> _Given exercise_: Reproduce the following data line for line, without any alteration, and omit the images.
************
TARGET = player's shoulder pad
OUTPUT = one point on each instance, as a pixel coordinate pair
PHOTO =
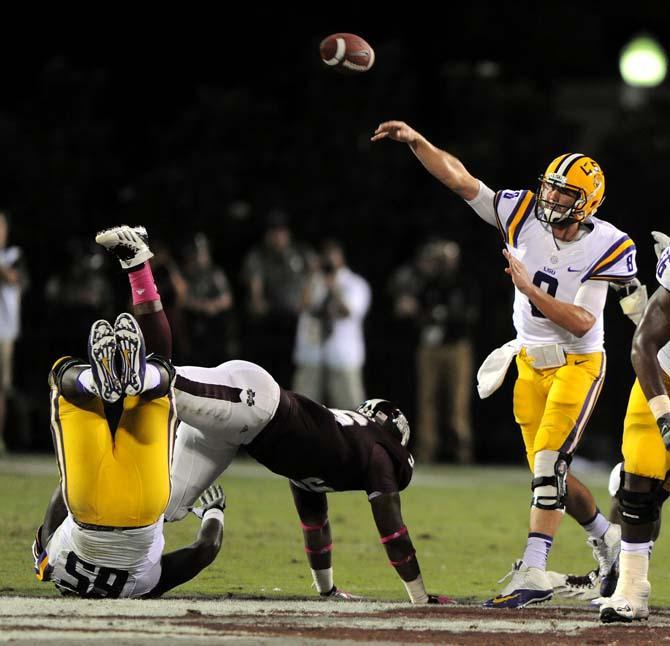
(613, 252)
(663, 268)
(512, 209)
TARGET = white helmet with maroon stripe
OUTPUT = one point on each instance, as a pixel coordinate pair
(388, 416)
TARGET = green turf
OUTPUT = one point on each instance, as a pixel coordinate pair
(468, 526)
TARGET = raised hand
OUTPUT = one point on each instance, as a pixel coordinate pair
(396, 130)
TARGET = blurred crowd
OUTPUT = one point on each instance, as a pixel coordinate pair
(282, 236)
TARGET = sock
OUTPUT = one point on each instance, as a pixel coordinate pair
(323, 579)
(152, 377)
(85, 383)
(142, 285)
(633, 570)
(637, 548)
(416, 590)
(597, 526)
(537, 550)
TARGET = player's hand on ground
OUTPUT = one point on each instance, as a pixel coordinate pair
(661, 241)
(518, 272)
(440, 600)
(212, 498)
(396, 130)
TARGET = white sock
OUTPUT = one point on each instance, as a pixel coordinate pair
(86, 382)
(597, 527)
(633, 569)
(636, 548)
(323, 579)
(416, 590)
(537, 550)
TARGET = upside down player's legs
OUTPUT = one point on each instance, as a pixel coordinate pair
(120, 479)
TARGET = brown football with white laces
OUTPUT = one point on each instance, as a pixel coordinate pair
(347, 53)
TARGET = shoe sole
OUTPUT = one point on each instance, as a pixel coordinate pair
************
> _Response_:
TARGET = player's shoulder pad
OUTPUT = one point on each instance, as a pixel coordinate pair
PHOTO =
(613, 252)
(663, 268)
(512, 209)
TARGET = white helmet with maroon stripe
OUTPUT = one point on each instance, as a pixel coordinate pair
(388, 416)
TARGET = green turf
OUTPUT = one point on each instance, as a pixel coordinate pair
(468, 526)
TARGET = raised hand
OUTPUT = one point on each instance, as a pixel coordinate pair
(396, 130)
TARGET = blurred crowd
OUTPUT = one point on each instance, as a pixel coordinate pair
(282, 236)
TARGET = sock
OUTPUT = one point on each instance, as a pixel coordinate pair
(323, 579)
(152, 377)
(85, 383)
(142, 285)
(633, 570)
(637, 548)
(416, 590)
(597, 526)
(537, 550)
TARGET = player's hand on ground
OUTPUT = one point on each instance, as a pixel coordinate pair
(661, 241)
(518, 272)
(440, 600)
(212, 498)
(396, 130)
TARGET = white sock
OUTPUT = one point on each instance, as a pixel coordinate pair
(86, 382)
(597, 527)
(633, 569)
(636, 548)
(323, 579)
(416, 590)
(537, 550)
TARGET = upside down player's legs
OUTPUT = one point on each instance, as a pixel coordinate pair
(120, 479)
TARGET = brown football with white laces
OUTPUT = one point on each instance, as a pixel coordinate pair
(347, 53)
TARGET = shoe sole
OUTPUT = one point on each instance, as a pixel coordinate pair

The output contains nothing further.